[Görev A]
Yeni Kırkambar fıkralarından "SERSEM" başlıklı olanda tireyle başlayan bütün konuşma satırlarını metindeki sırayla yazın.
[Görev B]
Yeni Kırkambar fıkralarını, gösterilen son cümlenin ardından devam ettirin.

[Metin parçası]
== == ==
Ana Sayfa / Yazarlar / Yeni Kırkambar

Yeni Kırkambar

Faydalı ise lütfen bağlantıyı paylaşınız, tavsiye ediniz. Kaynaksız kopyalamanıza rızamız yoktur.

YENİ KIRKAMBAR

   BEN VERİRİM

     Neyzen Tevfik, dar bir yoldan geçiyordu. Karşısına tanımadığı bir adam çıktı.

     Neyzen, kibarca:

     – Müsaade edin de geçeyim, dedi.

    Adam, pek aksi biriydi.

    – Kime kafa tutuyorsun, babalık? diye haykırdı. Ben senin gibi ciğeri beş para etmez insanlara yol vermem!

     Neyzen, kendine yakışanı yaptı:

     – Ben veririm!

 

     SERSEM

     Kadıköy vapurundan çıkarken adamın biri fena halde Ahmet Rasim’e çarpmış. 

Omzu incinen Rasim, can acısıyla dönüp bakınca, adam hem suçlu hem güçlü bağırmış:

     – Sersem!

     A. Rasim hiç renk vermemiş. Güya tanıdık bir yüze bakıyormuş gibi adamı dikkatlice süzdükten sonra sormuş:

    – Ne dediniz?

    – Sersem!

    Rasim Bey gayet sakin:

    – Öyle mi? Müşerref oldum! Bendeniz de Ahmet Rasim!
== == ==
[Verilen malzeme]
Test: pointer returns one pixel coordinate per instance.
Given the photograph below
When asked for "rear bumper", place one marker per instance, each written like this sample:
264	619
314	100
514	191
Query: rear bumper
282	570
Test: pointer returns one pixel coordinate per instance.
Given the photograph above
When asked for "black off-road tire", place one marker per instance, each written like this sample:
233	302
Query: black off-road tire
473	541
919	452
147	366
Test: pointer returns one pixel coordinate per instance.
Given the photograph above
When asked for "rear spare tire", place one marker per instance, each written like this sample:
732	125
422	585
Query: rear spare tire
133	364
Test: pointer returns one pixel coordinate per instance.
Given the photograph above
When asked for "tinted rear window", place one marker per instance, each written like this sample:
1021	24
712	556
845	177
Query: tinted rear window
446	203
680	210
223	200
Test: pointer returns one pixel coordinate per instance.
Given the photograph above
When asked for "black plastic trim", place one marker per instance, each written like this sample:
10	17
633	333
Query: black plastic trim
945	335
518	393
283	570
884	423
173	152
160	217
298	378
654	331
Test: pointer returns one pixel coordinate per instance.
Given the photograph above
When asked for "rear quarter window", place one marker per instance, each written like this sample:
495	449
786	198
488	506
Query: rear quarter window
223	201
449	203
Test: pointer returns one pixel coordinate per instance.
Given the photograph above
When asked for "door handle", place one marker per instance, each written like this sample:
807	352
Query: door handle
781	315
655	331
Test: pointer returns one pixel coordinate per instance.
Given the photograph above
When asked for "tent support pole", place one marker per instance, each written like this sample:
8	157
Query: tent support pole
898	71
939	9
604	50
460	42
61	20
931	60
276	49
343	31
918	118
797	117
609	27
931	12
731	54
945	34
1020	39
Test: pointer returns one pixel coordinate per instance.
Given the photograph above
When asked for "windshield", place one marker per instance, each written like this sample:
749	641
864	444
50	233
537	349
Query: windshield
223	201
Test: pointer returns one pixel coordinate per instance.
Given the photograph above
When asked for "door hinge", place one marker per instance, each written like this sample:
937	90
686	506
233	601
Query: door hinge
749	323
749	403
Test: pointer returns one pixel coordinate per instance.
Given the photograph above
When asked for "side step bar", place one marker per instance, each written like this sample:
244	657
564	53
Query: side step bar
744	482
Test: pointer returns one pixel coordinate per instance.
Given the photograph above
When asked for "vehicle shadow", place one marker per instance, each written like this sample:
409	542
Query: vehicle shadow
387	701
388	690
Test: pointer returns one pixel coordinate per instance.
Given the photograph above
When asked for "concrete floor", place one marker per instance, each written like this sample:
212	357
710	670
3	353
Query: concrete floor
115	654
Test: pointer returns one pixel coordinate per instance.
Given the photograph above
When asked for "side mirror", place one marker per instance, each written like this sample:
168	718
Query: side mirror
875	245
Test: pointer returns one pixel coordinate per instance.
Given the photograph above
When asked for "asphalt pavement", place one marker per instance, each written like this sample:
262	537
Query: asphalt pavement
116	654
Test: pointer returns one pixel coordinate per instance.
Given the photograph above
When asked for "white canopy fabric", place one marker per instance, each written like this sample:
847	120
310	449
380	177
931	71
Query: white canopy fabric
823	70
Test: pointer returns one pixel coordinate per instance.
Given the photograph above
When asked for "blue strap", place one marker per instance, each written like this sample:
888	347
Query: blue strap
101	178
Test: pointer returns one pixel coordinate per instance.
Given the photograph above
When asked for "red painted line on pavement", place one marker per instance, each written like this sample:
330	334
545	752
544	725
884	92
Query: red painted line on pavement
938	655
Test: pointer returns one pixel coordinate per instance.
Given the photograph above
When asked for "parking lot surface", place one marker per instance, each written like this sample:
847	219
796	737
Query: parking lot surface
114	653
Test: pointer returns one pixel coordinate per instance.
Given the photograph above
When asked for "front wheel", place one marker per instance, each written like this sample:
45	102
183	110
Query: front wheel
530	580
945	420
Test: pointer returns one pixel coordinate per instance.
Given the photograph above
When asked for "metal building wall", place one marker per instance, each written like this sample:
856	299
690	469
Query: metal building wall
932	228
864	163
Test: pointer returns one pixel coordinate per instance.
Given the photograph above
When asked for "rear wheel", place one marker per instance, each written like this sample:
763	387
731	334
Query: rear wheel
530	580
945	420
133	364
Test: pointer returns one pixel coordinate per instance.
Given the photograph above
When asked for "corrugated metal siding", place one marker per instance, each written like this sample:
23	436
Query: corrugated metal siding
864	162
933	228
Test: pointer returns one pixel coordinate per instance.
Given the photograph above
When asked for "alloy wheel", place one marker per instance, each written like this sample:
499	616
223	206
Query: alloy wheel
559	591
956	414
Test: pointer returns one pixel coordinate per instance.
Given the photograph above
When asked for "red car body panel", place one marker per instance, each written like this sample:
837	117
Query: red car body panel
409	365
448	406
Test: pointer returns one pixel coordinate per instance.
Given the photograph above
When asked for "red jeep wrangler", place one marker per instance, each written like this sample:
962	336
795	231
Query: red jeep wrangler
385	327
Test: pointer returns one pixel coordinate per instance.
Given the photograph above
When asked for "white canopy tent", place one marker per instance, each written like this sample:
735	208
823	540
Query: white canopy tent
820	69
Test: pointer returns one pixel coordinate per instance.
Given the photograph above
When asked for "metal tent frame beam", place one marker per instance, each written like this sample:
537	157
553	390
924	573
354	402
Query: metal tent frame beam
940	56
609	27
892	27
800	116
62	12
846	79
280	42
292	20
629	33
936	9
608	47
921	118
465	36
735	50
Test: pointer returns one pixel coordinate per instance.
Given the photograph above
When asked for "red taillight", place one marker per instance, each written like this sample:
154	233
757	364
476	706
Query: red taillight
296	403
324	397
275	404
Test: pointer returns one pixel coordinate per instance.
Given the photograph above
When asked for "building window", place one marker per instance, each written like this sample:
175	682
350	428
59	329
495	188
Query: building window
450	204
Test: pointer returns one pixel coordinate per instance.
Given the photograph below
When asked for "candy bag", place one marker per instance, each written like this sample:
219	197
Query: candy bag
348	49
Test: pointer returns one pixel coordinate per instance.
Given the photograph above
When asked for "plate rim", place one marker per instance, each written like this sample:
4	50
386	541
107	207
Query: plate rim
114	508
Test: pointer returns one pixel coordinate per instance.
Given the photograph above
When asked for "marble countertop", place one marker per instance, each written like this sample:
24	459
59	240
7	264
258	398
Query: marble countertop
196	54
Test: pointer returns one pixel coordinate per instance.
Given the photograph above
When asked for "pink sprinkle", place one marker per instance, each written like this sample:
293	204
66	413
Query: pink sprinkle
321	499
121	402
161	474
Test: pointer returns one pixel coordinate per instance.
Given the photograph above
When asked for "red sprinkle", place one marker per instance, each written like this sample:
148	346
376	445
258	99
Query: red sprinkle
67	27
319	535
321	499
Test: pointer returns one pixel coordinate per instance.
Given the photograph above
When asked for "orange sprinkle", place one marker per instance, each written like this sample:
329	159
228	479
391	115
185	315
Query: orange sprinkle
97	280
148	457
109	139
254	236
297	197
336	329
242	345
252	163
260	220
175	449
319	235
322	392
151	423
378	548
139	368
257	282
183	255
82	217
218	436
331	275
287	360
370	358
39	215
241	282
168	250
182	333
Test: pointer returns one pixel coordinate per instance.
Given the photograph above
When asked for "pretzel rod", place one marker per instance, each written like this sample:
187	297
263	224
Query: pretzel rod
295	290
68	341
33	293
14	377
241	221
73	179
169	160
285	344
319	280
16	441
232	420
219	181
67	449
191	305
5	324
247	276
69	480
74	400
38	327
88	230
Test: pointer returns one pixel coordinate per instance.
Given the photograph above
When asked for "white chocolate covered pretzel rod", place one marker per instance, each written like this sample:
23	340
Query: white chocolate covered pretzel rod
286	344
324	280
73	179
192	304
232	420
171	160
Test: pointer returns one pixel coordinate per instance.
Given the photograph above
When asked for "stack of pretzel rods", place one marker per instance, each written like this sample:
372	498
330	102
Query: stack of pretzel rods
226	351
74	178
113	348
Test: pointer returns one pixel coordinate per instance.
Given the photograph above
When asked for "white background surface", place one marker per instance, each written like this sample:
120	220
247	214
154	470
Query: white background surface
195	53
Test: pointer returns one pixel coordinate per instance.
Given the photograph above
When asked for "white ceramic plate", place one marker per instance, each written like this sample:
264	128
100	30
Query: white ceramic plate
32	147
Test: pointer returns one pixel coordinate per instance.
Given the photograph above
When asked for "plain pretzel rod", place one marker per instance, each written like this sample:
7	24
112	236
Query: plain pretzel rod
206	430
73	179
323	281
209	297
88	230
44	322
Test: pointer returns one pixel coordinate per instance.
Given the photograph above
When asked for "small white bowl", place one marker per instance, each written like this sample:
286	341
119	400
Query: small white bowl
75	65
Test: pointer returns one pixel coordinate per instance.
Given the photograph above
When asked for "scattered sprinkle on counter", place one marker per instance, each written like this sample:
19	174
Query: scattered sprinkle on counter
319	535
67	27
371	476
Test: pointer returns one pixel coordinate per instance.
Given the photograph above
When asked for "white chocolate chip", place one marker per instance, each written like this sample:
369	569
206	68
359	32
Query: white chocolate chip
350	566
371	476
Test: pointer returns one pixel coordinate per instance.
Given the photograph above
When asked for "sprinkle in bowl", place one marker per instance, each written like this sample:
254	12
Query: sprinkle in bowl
== == ==
[Görev cevabı A]
– Sersem!
– Ne dediniz?
– Sersem!
– Öyle mi? Müşerref oldum! Bendeniz de Ahmet Rasim!

[Görev cevabı B]
 

NADİREN

Ünlü karikatürist Cemâl Nadir Güler’e, siz hiç gülmez misiniz? diye sormuşlar.

 Cemâl Bey.

– İsmime dikkat edin, demiş. Görmüyor musunuz, “Nadir Güler” deniyor.

   

   D – T

   “d” lerin “t” olarak kullanılmaya başlandığı sıralardı. Meselâ: Hâmid “Hamit”, Ferid “Ferit” olarak söylenip yazılacaktı. Abdulhak Hâmid, Ferid Bey’e takılmış:

    – Eh, kuyruğuna bir “it” taktılar demiş.

   Bunun üzerine Ferid Bey:

   – Benim hiç olmazsa “fer”imi (ışığımı) bıraktılar. Sen ise “ham bir it” oldun, deyivermiş.

 

    TÜCCAR 

     Bektaşî, eşeğine odun yüklemiş şehre satmaya götürüyormuş. Yolda bir tüccarla karşılaşmış. Tüccar, Bektaşî’nin eşeğini kastederek şöyle sormuş:

     – Bu ne düşünüyor böle?

     Baba erenler altta kalır mı hiç? Taşı gediğine koymuş:

     – Odun taşımaktan bıktı da ağabeyi gibi tüccar olmayı düşünüyor.

 

    GÖRDÜĞÜNÜZ GİBİ

    İki gözü de görmeyen gazi arkadaşı Neyzen’e şöyle sorar:

    – Memleketin halini nasıl görüyorsun?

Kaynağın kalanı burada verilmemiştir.